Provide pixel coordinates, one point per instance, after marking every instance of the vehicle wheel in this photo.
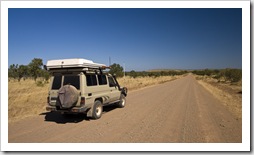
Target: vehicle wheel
(97, 110)
(122, 101)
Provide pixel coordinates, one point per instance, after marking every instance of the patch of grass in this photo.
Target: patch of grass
(25, 99)
(29, 98)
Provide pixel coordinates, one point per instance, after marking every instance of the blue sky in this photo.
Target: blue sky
(142, 39)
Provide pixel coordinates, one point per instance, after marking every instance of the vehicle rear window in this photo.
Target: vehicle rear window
(91, 80)
(72, 80)
(102, 79)
(111, 82)
(57, 82)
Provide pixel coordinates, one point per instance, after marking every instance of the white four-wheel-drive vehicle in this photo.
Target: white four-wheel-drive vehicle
(82, 86)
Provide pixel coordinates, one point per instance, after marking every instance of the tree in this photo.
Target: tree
(35, 67)
(13, 71)
(22, 71)
(116, 69)
(45, 74)
(133, 74)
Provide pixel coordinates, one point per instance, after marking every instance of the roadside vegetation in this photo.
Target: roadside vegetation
(225, 85)
(28, 85)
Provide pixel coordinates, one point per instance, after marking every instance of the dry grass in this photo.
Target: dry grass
(141, 82)
(230, 95)
(26, 98)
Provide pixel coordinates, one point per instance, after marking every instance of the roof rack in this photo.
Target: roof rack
(74, 64)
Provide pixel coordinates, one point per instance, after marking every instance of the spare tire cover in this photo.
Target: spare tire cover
(68, 96)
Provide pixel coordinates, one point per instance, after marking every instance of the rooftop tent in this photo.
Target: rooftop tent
(73, 63)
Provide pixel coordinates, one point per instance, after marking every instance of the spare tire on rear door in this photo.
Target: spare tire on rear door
(67, 96)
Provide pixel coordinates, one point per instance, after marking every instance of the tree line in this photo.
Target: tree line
(228, 74)
(33, 70)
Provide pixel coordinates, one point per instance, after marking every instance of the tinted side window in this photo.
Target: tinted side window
(57, 82)
(72, 80)
(102, 79)
(91, 80)
(111, 82)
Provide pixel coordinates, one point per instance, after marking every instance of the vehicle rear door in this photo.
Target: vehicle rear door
(114, 92)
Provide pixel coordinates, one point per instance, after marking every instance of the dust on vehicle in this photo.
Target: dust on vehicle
(82, 86)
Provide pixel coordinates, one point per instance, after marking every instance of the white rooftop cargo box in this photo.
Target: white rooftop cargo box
(73, 63)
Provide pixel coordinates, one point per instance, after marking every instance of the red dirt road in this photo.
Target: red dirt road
(179, 111)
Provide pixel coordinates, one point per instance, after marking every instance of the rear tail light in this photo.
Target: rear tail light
(82, 101)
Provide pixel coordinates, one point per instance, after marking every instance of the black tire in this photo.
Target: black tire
(97, 110)
(122, 101)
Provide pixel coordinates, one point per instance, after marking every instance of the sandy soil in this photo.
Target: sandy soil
(180, 111)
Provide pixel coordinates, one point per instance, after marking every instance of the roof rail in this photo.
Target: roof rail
(77, 63)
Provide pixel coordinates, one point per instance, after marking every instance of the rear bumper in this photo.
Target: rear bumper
(73, 110)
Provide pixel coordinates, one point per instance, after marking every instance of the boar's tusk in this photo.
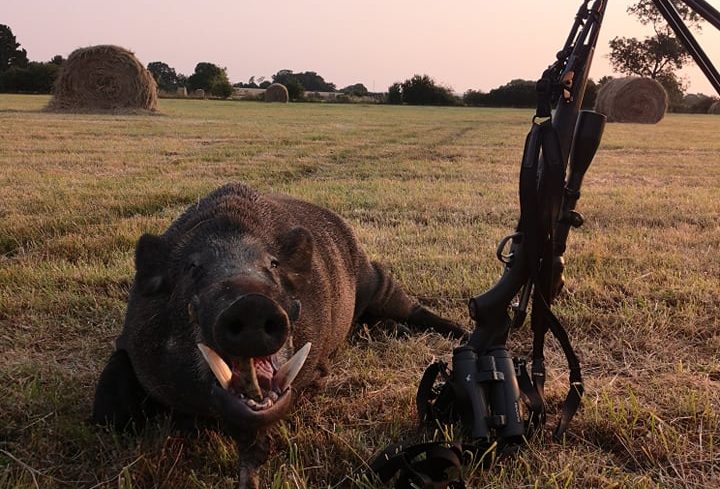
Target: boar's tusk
(289, 370)
(217, 365)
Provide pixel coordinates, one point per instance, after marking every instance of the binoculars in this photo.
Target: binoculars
(487, 394)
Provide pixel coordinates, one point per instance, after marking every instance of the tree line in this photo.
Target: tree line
(659, 56)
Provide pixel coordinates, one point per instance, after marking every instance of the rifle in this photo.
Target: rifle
(487, 389)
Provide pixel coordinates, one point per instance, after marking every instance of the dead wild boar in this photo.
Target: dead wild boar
(239, 303)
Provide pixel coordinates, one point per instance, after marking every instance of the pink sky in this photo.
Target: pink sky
(477, 44)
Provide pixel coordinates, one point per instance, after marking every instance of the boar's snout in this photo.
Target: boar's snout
(252, 326)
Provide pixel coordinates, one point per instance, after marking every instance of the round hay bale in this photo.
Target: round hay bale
(104, 79)
(632, 99)
(277, 92)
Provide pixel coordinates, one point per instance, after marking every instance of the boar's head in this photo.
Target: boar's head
(209, 328)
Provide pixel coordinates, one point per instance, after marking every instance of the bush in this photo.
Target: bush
(221, 89)
(210, 78)
(356, 90)
(421, 90)
(519, 93)
(296, 91)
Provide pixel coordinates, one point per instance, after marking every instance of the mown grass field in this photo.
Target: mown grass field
(429, 191)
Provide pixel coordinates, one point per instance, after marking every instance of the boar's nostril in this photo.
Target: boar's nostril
(274, 327)
(252, 326)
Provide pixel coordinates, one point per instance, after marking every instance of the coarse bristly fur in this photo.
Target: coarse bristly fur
(322, 267)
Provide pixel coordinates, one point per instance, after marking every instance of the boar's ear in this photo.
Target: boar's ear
(151, 264)
(296, 249)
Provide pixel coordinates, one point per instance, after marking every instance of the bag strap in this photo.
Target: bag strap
(436, 465)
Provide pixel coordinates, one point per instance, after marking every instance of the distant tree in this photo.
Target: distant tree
(422, 90)
(516, 93)
(10, 54)
(602, 81)
(309, 80)
(295, 90)
(165, 76)
(475, 98)
(675, 89)
(357, 90)
(34, 78)
(210, 78)
(658, 56)
(696, 103)
(395, 94)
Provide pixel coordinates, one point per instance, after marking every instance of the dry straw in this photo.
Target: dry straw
(104, 79)
(632, 100)
(276, 93)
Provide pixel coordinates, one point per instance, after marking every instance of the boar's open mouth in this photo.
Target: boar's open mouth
(258, 384)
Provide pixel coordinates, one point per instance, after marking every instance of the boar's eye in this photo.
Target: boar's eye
(193, 265)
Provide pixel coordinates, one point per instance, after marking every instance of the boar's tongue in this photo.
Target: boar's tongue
(255, 379)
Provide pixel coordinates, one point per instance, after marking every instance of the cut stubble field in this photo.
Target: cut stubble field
(429, 192)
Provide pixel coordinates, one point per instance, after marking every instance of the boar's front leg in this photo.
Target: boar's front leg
(120, 400)
(380, 297)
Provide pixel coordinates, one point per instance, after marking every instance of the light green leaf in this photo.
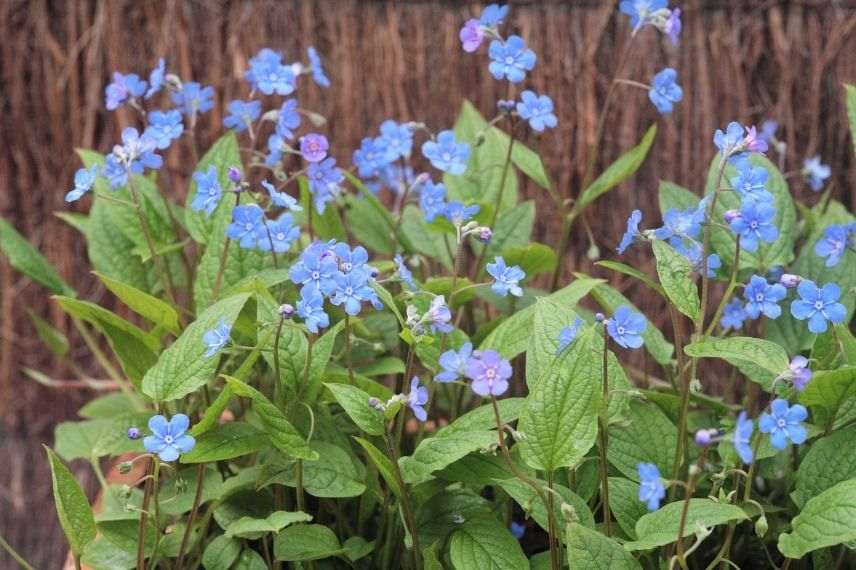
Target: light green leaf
(618, 171)
(825, 520)
(72, 507)
(590, 549)
(676, 276)
(183, 367)
(661, 527)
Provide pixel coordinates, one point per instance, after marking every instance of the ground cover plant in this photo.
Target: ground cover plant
(372, 366)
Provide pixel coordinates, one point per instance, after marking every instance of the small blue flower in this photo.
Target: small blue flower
(446, 154)
(169, 439)
(194, 99)
(538, 110)
(784, 423)
(632, 231)
(818, 305)
(122, 88)
(454, 363)
(742, 438)
(733, 315)
(665, 91)
(310, 308)
(84, 180)
(164, 127)
(216, 338)
(246, 222)
(815, 173)
(288, 119)
(511, 59)
(278, 235)
(316, 67)
(763, 298)
(156, 78)
(568, 334)
(506, 279)
(755, 222)
(417, 398)
(651, 489)
(626, 327)
(242, 114)
(208, 191)
(832, 245)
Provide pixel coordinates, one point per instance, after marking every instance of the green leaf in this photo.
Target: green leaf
(226, 441)
(590, 549)
(618, 171)
(253, 528)
(825, 520)
(26, 259)
(72, 507)
(147, 306)
(484, 542)
(661, 527)
(760, 360)
(676, 276)
(560, 416)
(183, 367)
(282, 434)
(355, 402)
(306, 542)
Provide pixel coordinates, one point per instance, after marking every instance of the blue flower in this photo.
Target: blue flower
(832, 245)
(489, 372)
(84, 180)
(632, 231)
(164, 127)
(242, 114)
(815, 172)
(511, 59)
(784, 423)
(626, 327)
(278, 235)
(208, 191)
(506, 279)
(818, 305)
(193, 98)
(417, 398)
(216, 338)
(568, 334)
(246, 222)
(156, 78)
(754, 223)
(288, 119)
(454, 363)
(122, 88)
(432, 200)
(743, 437)
(751, 182)
(446, 154)
(169, 439)
(733, 315)
(763, 298)
(665, 91)
(281, 199)
(268, 74)
(310, 308)
(651, 489)
(317, 69)
(538, 110)
(325, 181)
(493, 15)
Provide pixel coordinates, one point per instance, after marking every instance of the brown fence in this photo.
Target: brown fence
(738, 60)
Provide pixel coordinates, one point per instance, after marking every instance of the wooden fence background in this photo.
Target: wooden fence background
(737, 60)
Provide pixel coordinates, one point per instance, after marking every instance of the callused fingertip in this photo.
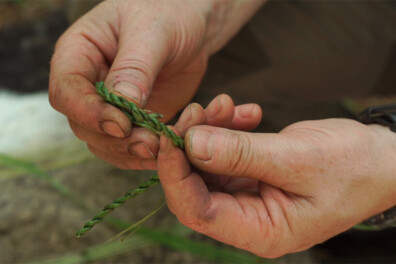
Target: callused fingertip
(201, 143)
(132, 92)
(165, 145)
(111, 128)
(141, 150)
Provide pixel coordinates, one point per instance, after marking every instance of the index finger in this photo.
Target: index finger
(79, 61)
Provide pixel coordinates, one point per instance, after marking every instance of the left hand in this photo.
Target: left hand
(289, 190)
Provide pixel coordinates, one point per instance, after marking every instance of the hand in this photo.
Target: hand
(153, 52)
(314, 179)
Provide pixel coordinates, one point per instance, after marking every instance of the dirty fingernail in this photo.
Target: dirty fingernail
(141, 150)
(111, 128)
(129, 90)
(202, 144)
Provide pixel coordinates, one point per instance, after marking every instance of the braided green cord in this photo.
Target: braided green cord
(116, 203)
(138, 116)
(141, 118)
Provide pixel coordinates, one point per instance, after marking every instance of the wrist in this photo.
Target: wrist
(225, 18)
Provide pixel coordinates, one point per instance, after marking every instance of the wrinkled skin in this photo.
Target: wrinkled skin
(274, 194)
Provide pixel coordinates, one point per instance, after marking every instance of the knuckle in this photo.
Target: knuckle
(75, 128)
(138, 70)
(239, 159)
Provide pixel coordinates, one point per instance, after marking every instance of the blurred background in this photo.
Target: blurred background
(50, 184)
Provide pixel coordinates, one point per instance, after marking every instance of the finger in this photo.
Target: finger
(143, 50)
(247, 117)
(271, 158)
(220, 111)
(181, 184)
(218, 215)
(141, 143)
(125, 162)
(78, 62)
(192, 115)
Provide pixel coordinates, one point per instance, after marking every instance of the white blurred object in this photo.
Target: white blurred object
(29, 124)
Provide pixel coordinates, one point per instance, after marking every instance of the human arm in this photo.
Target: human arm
(315, 179)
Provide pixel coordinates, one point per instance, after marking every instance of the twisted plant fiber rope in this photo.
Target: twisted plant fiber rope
(141, 118)
(138, 116)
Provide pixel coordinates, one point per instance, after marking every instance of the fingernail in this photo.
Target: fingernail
(214, 107)
(129, 90)
(247, 111)
(141, 150)
(202, 144)
(111, 128)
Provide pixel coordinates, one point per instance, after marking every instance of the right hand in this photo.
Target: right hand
(153, 52)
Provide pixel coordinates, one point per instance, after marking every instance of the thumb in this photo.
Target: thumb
(264, 157)
(140, 56)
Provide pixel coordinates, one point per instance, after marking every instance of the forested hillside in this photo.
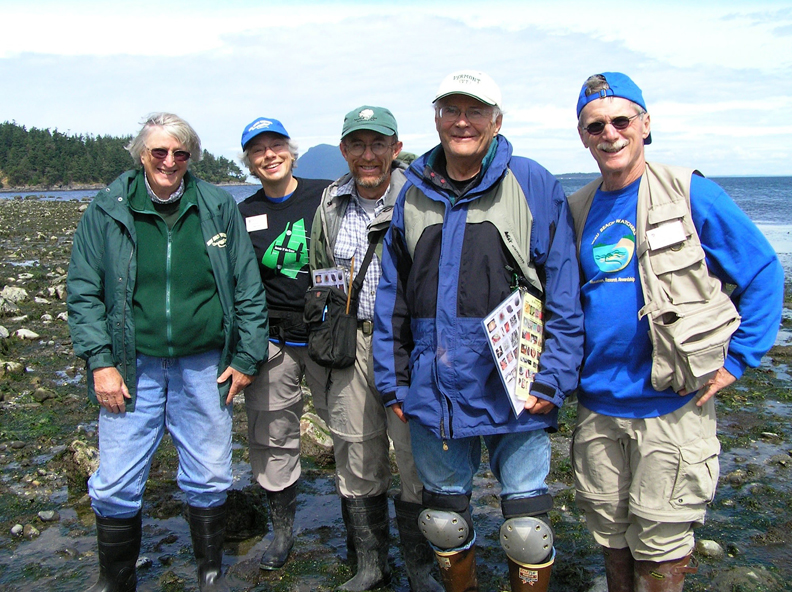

= = = =

• EXERCISE:
Extract every line of the data above that contains the word "green".

• SOLUTION BELOW:
Provide pixel coordinates, one point per instance, after marking every instance of the light green leaf in this photo.
Target: light green leaf
Provide pixel coordinates, one point per instance, after marking every instance of the green leaf in this photo.
Target: green leaf
Provide pixel coordinates, one point per instance, after marking every instance of the braided green cord in this photo.
Target: braided green cord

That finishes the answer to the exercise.